● Records supplied:
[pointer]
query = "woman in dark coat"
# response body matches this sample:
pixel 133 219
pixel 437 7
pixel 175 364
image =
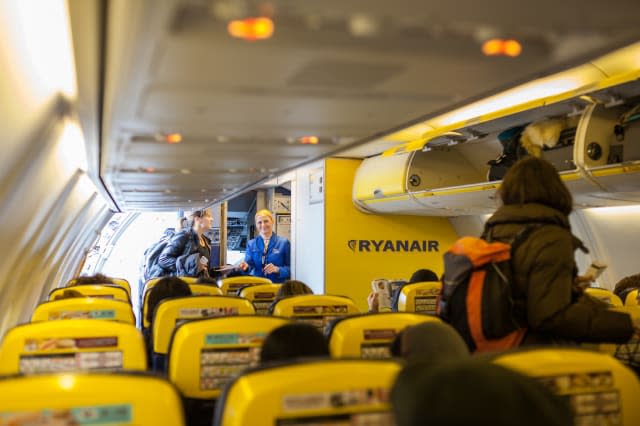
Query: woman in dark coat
pixel 553 307
pixel 188 252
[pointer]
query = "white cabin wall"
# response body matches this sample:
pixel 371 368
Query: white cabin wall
pixel 308 236
pixel 49 208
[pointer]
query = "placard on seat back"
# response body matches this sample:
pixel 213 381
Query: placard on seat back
pixel 261 295
pixel 605 295
pixel 106 291
pixel 205 355
pixel 95 399
pixel 230 286
pixel 322 392
pixel 420 297
pixel 315 309
pixel 81 344
pixel 370 335
pixel 84 308
pixel 600 389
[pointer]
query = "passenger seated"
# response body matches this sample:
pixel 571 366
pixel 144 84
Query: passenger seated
pixel 294 341
pixel 166 288
pixel 544 270
pixel 430 342
pixel 626 286
pixel 419 276
pixel 474 392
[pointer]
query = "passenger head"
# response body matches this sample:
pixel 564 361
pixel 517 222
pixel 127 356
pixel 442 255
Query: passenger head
pixel 434 342
pixel 292 288
pixel 533 180
pixel 627 284
pixel 264 223
pixel 294 341
pixel 201 221
pixel 69 294
pixel 91 279
pixel 166 288
pixel 423 275
pixel 473 392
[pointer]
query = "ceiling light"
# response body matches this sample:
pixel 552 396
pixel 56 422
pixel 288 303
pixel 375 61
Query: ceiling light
pixel 251 29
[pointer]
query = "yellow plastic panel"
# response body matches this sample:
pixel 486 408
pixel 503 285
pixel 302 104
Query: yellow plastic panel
pixel 230 286
pixel 84 308
pixel 370 336
pixel 585 378
pixel 89 399
pixel 605 295
pixel 172 312
pixel 420 297
pixel 356 390
pixel 205 290
pixel 261 296
pixel 107 291
pixel 148 286
pixel 72 345
pixel 206 354
pixel 315 309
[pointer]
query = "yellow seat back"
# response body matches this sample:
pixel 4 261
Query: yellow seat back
pixel 145 292
pixel 315 309
pixel 341 392
pixel 230 286
pixel 420 297
pixel 205 355
pixel 605 295
pixel 89 399
pixel 82 344
pixel 171 313
pixel 84 308
pixel 106 291
pixel 120 282
pixel 262 296
pixel 600 389
pixel 370 336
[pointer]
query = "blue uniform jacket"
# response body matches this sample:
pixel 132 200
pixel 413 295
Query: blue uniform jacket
pixel 278 253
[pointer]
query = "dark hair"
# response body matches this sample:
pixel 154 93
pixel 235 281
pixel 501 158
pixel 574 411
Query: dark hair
pixel 166 288
pixel 91 279
pixel 294 341
pixel 423 275
pixel 533 180
pixel 474 392
pixel 292 288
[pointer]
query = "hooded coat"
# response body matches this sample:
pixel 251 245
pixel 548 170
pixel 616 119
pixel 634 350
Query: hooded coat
pixel 544 270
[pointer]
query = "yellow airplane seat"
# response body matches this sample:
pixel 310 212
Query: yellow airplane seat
pixel 600 389
pixel 204 355
pixel 370 336
pixel 171 313
pixel 230 286
pixel 83 398
pixel 421 297
pixel 106 291
pixel 84 308
pixel 82 344
pixel 315 392
pixel 262 296
pixel 315 309
pixel 605 295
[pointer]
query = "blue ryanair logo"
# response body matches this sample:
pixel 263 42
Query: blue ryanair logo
pixel 406 246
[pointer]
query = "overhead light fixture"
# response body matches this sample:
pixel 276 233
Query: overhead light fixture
pixel 251 29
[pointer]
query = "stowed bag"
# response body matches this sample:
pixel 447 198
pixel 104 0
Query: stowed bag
pixel 477 297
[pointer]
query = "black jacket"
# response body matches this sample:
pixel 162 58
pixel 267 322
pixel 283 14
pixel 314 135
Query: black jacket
pixel 544 270
pixel 180 257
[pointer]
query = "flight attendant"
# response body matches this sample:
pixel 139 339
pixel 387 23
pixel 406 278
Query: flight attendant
pixel 267 255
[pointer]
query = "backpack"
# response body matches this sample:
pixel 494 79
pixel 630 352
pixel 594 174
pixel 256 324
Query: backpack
pixel 477 295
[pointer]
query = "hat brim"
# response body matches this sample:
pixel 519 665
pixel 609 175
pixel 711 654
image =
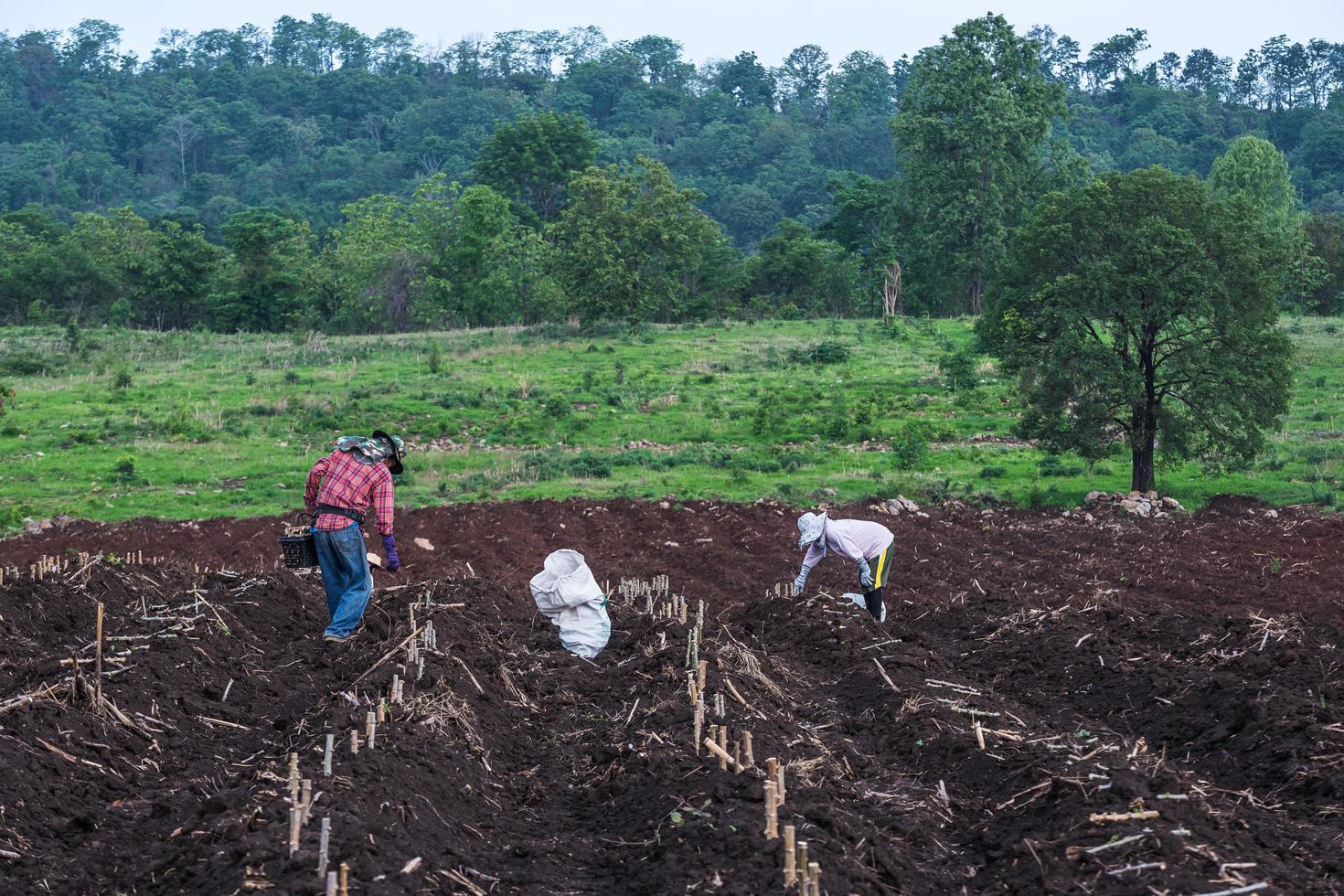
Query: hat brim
pixel 397 460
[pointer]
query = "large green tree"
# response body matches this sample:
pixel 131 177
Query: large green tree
pixel 529 160
pixel 1137 309
pixel 266 286
pixel 632 243
pixel 1254 169
pixel 969 136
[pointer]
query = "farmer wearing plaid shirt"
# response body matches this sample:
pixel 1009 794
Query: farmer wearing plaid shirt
pixel 340 489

● Task description:
Take the records above and transcribe them exactly, dropping every picture.

● The answer:
[pointer]
query = "woman in dark coat"
# response body matches this sample:
pixel 133 219
pixel 437 7
pixel 175 364
image =
Query: woman in dark coat
pixel 553 307
pixel 188 252
[pointer]
query = "white cabin wall"
# response body matches this sample:
pixel 371 368
Query: white cabin wall
pixel 308 236
pixel 49 208
[pointer]
query = "placard on seat back"
# response body matches this sample:
pixel 213 381
Query: placard on seat back
pixel 261 295
pixel 605 295
pixel 106 291
pixel 205 355
pixel 95 399
pixel 230 286
pixel 322 392
pixel 420 297
pixel 315 309
pixel 81 344
pixel 370 335
pixel 84 308
pixel 600 389
[pointer]
query = "passenger seated"
# response body matches this sample:
pixel 571 366
pixel 144 84
Query: passenger seated
pixel 294 341
pixel 166 288
pixel 544 270
pixel 430 342
pixel 626 286
pixel 419 276
pixel 474 392
[pointer]
query = "passenger head"
# response body matches this sample:
pixel 564 361
pixel 517 222
pixel 127 356
pixel 442 255
Query: passenger head
pixel 434 342
pixel 292 288
pixel 533 180
pixel 627 284
pixel 264 223
pixel 294 341
pixel 201 221
pixel 69 294
pixel 91 279
pixel 166 288
pixel 423 275
pixel 473 392
[pointer]
query = "ceiling light"
# response body matches this sample:
pixel 552 396
pixel 56 422
pixel 288 303
pixel 375 61
Query: ceiling light
pixel 251 29
[pointer]
query = "yellow plastic panel"
# response body matches this sample:
pixel 486 408
pixel 503 285
pixel 302 104
Query: yellow plastic panel
pixel 230 286
pixel 84 308
pixel 370 336
pixel 585 378
pixel 89 399
pixel 605 295
pixel 172 312
pixel 420 297
pixel 356 390
pixel 205 290
pixel 261 296
pixel 107 291
pixel 148 286
pixel 72 345
pixel 206 354
pixel 315 309
[pointer]
query = "yellow seat back"
# response body matches this sample:
pixel 4 261
Query: yellow seat back
pixel 145 292
pixel 315 309
pixel 341 392
pixel 230 286
pixel 420 297
pixel 205 355
pixel 605 295
pixel 89 399
pixel 82 344
pixel 171 313
pixel 84 308
pixel 106 291
pixel 120 282
pixel 262 296
pixel 600 389
pixel 370 336
[pointer]
query = "blue uniform jacket"
# response body matches this sample:
pixel 132 200
pixel 413 295
Query: blue uniform jacket
pixel 278 253
[pointer]
query = "dark hair"
# response body matches this sample:
pixel 154 93
pixel 235 281
pixel 501 158
pixel 574 411
Query: dark hair
pixel 166 288
pixel 91 279
pixel 294 341
pixel 423 275
pixel 533 180
pixel 474 392
pixel 292 288
[pointer]
query = "hooded coat"
# response body matches this sample:
pixel 251 245
pixel 548 170
pixel 616 119
pixel 634 350
Query: hooded coat
pixel 544 270
[pointer]
query = "yellow airplane seat"
# response body matches this sample:
pixel 310 212
Query: yellow airplane seat
pixel 600 389
pixel 204 355
pixel 370 336
pixel 171 313
pixel 230 286
pixel 83 398
pixel 421 297
pixel 106 291
pixel 84 308
pixel 82 344
pixel 315 392
pixel 262 296
pixel 315 309
pixel 605 295
[pointer]
query = "blue ryanair logo"
# response body matches this sample:
pixel 263 42
Query: blue ryanair logo
pixel 406 246
[pointer]
query = "overhead light fixture"
# response body matches this sample:
pixel 276 233
Query: overhead light fixture
pixel 251 29
[pointer]
query = "stowed bag"
# response body matches this sample:
pixel 447 198
pixel 104 0
Query: stowed bag
pixel 477 297
[pointer]
query = "black jacket"
# response body matches this sample:
pixel 162 58
pixel 267 322
pixel 283 14
pixel 314 135
Query: black jacket
pixel 544 270
pixel 180 257
[pointer]
query = "flight attendant"
# response body matches this sample:
pixel 139 339
pixel 387 23
pixel 406 278
Query: flight attendant
pixel 267 255
[pointer]
query = "backpack"
# response body matches this sample:
pixel 494 79
pixel 630 352
pixel 594 174
pixel 256 324
Query: backpack
pixel 477 295
[pointer]
query = "hat brim"
# response body matches this sample:
pixel 519 665
pixel 609 175
pixel 711 654
image =
Query: hat brim
pixel 397 460
[pointer]
query = "large green tree"
# response body matches this sample:
pixel 131 177
Query: large green tree
pixel 529 160
pixel 1137 309
pixel 266 286
pixel 632 243
pixel 1254 169
pixel 969 136
[pointer]
query = "farmer wearing plaid shirt"
# response body matches this sample:
pixel 1009 794
Query: farmer wearing plaid shirt
pixel 340 489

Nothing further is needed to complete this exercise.